* What to do
Transcribe all the entries word for word, skipping the pictures.

* Extracted entries

»»

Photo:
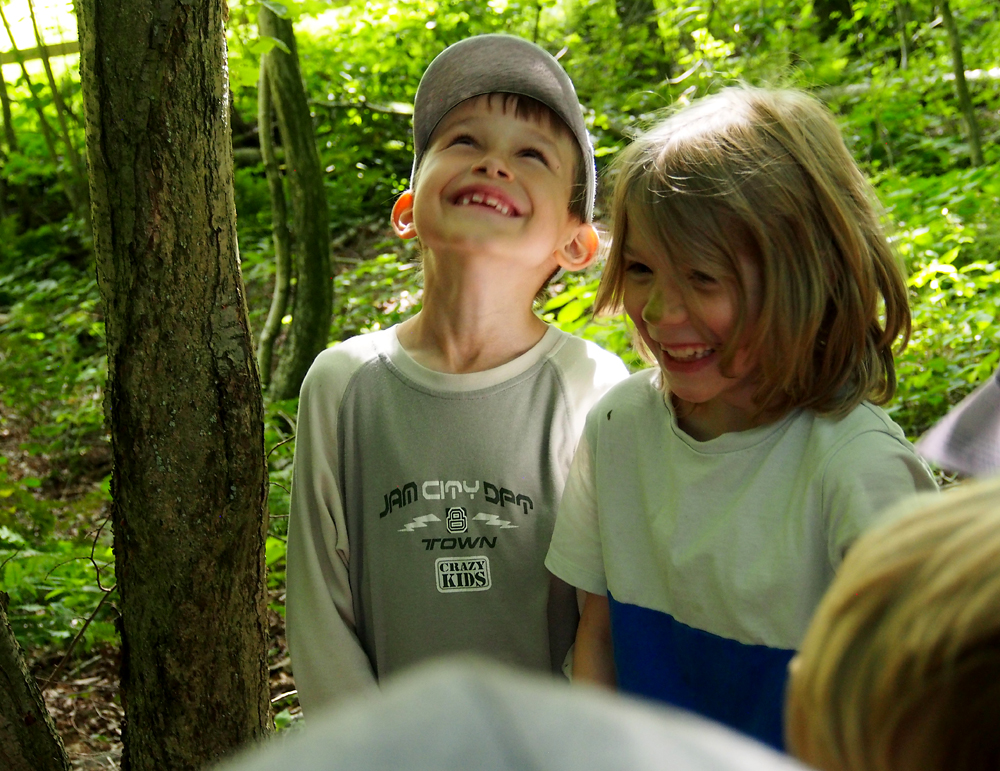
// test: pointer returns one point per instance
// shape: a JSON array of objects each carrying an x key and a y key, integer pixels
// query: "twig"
[
  {"x": 4, "y": 563},
  {"x": 283, "y": 441},
  {"x": 93, "y": 548},
  {"x": 76, "y": 639}
]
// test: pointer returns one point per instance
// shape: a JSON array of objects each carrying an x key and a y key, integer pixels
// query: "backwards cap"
[{"x": 495, "y": 64}]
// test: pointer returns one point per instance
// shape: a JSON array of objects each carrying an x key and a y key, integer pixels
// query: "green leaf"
[{"x": 279, "y": 10}]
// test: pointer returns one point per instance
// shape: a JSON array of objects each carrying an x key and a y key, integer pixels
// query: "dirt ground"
[
  {"x": 83, "y": 700},
  {"x": 87, "y": 711}
]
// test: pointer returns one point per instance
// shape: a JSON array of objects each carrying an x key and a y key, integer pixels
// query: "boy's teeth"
[
  {"x": 689, "y": 353},
  {"x": 491, "y": 201}
]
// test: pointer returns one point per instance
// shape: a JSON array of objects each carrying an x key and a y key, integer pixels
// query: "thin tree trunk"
[
  {"x": 79, "y": 177},
  {"x": 28, "y": 738},
  {"x": 964, "y": 100},
  {"x": 903, "y": 18},
  {"x": 183, "y": 395},
  {"x": 279, "y": 228},
  {"x": 313, "y": 302},
  {"x": 69, "y": 186},
  {"x": 8, "y": 125}
]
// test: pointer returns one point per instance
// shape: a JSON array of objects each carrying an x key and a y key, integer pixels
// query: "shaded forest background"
[{"x": 888, "y": 70}]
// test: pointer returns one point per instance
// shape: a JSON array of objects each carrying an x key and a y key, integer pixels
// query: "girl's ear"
[
  {"x": 402, "y": 216},
  {"x": 581, "y": 250}
]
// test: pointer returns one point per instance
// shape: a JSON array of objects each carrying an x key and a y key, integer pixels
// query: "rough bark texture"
[
  {"x": 28, "y": 738},
  {"x": 964, "y": 100},
  {"x": 279, "y": 228},
  {"x": 312, "y": 306},
  {"x": 183, "y": 394}
]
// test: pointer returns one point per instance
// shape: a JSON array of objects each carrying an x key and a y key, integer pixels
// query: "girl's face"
[{"x": 686, "y": 332}]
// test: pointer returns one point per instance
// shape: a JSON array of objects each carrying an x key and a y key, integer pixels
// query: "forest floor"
[{"x": 83, "y": 699}]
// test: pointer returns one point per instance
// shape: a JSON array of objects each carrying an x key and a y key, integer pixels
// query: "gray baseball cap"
[{"x": 498, "y": 64}]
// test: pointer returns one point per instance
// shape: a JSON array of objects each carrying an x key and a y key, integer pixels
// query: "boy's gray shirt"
[{"x": 423, "y": 504}]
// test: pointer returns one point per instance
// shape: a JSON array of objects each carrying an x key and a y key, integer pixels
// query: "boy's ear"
[
  {"x": 402, "y": 216},
  {"x": 581, "y": 250}
]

««

* Exercise result
Photo:
// test: pointer returns one point per instance
// shape: a JSON array of objects each carrying an x key and a y key, integer pixels
// query: "twig"
[
  {"x": 4, "y": 563},
  {"x": 283, "y": 441},
  {"x": 93, "y": 548},
  {"x": 76, "y": 639}
]
// test: pointer returns one point per instance
// shape: a JSON array of objects each carrying an x key and a y key, integer pixels
// query: "backwards cap"
[{"x": 495, "y": 64}]
// test: pointer returns one point per instance
// shape: a JSON array of objects each carrying an x key and a y key, integer pixels
// query: "green leaf"
[{"x": 279, "y": 10}]
// test: pointer returns one point per instance
// shape: a JSON array of objects each carrying an x key and a y key, integer pixels
// query: "dirt ground"
[
  {"x": 83, "y": 700},
  {"x": 87, "y": 711}
]
// test: pointer returns one point per instance
// shape: a JSON array of objects each carrying an x key and a y key, integer pixels
// query: "boy's teeth"
[
  {"x": 689, "y": 353},
  {"x": 491, "y": 201}
]
// test: pointer returns one point per instance
// shape: a JSON array of objects each carrying an x key and a y key, integer pixels
// query: "thin tree trunk"
[
  {"x": 79, "y": 177},
  {"x": 28, "y": 738},
  {"x": 964, "y": 100},
  {"x": 903, "y": 18},
  {"x": 183, "y": 395},
  {"x": 279, "y": 228},
  {"x": 313, "y": 302},
  {"x": 69, "y": 186},
  {"x": 8, "y": 125}
]
// test: pointer returns one point per instance
// shape: a JSON array of objects each carrying an x key and a y key, integer pixels
// query: "shaded forest background"
[{"x": 888, "y": 70}]
// test: pointer returns one point per instance
// shape: a JSON array of objects each carrying an x key and a y key, integer pixels
// query: "girl's ear"
[
  {"x": 402, "y": 216},
  {"x": 581, "y": 250}
]
// test: pointer returns one point per instance
// shape: a JSON array of objects each carrying an x key and a y key, integer pixels
// query: "rough bark texture"
[
  {"x": 28, "y": 738},
  {"x": 964, "y": 100},
  {"x": 279, "y": 228},
  {"x": 312, "y": 306},
  {"x": 183, "y": 394}
]
// test: pointer returns one point per instance
// shape: a JSON array of objects each carrying an x key and a y key, integer pixels
// query: "girl's face"
[{"x": 686, "y": 332}]
// test: pointer returns one point per instance
// shape: a JSON array of objects each carrying an x key and a y key, integer pixels
// query: "forest floor"
[{"x": 83, "y": 699}]
// test: pointer returns one point per instance
// shape: a JSON array of objects each carrying an x key and a y key, integer pixels
// query: "gray baseball cap"
[{"x": 498, "y": 64}]
// test: pointer returns one point per instance
// shape: a JSON array of objects each carrying an x key and a y key, integer pixels
// query: "boy's gray shirt"
[{"x": 423, "y": 504}]
// test: pointer returns one point per instance
// shape: a JSON array of objects each carrying an x key and a y key, integer pixels
// query: "boy's ear"
[
  {"x": 402, "y": 216},
  {"x": 581, "y": 250}
]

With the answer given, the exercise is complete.